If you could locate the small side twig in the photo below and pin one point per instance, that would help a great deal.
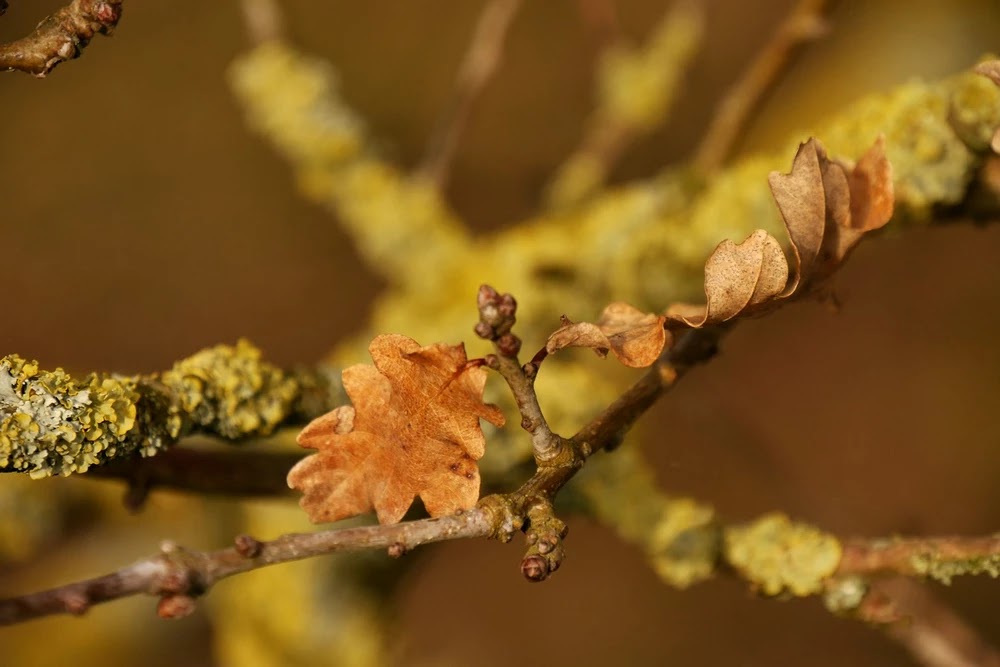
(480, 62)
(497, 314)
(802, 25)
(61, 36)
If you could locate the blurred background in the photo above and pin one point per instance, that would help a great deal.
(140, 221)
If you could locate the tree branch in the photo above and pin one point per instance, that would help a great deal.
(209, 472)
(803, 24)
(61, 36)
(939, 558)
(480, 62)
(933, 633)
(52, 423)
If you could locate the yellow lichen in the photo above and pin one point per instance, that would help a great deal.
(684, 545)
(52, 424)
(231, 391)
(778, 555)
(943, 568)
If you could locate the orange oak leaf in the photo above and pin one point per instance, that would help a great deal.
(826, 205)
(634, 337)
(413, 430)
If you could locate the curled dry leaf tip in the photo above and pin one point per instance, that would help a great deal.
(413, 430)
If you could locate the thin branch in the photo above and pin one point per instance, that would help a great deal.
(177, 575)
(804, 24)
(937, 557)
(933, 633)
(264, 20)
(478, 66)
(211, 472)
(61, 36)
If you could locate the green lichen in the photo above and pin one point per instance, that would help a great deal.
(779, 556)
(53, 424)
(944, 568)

EXERCISE GOAL> Nothing but the lines from the one containing "If you could locate the green" to the last line of the listing above belongs in the answer; restate each word for word.

FINAL ANSWER>
If you could locate the green lichen in the photo above and pin one point per instance, that would help a great deal.
(779, 556)
(53, 424)
(944, 568)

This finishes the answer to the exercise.